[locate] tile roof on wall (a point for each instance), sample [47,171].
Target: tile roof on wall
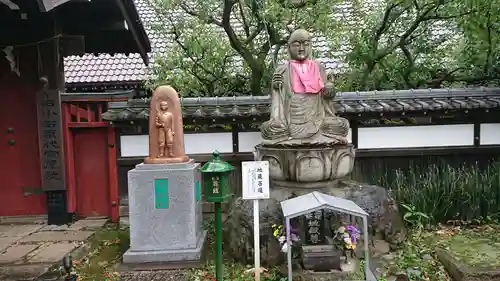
[364,104]
[90,68]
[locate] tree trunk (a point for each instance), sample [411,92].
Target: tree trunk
[255,82]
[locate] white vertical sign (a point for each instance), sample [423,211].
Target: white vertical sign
[255,180]
[255,176]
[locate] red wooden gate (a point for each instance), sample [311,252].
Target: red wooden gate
[91,172]
[20,173]
[90,159]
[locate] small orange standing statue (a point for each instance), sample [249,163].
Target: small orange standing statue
[166,131]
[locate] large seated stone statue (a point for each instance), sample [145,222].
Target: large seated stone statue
[307,149]
[304,141]
[301,112]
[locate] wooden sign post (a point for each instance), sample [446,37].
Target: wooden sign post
[255,176]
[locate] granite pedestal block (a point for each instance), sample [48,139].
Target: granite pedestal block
[165,212]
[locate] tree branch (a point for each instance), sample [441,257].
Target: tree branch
[187,52]
[256,31]
[233,38]
[244,22]
[410,67]
[207,19]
⁂
__What is required__: Would you copy out the material above exactly, without the pictures in it?

__Answer for this exercise__:
[locate] tile roof on wall (a point for each instance), sample [47,171].
Target: tile roof on wall
[364,104]
[90,68]
[locate] tree trunk (a point for each instance), sample [411,92].
Target: tree trunk
[255,82]
[locate] white vertical sign (a point for each instance), sample [423,211].
Target: white vertical sign
[255,180]
[255,176]
[locate] red wooden gate (a point for each instance), sample [311,252].
Target: red wooden gate
[91,172]
[20,173]
[90,159]
[locate] small orange standing statue (a point for each instance), sample [249,163].
Target: small orange standing statue
[166,131]
[locate] large seated stone statue (a point for each instance), sample [145,222].
Target: large seated stone statue
[307,149]
[304,141]
[301,112]
[locate] wooden sign post (a point for each instance), sample [446,37].
Target: wooden sign post
[255,176]
[locate] granite pedestal block (a point for each instance), sample [48,139].
Target: granite pedestal block
[165,212]
[locate] tree branch (a point for each instance), sample [441,257].
Target: tree branch
[187,52]
[256,31]
[233,38]
[244,22]
[410,67]
[207,19]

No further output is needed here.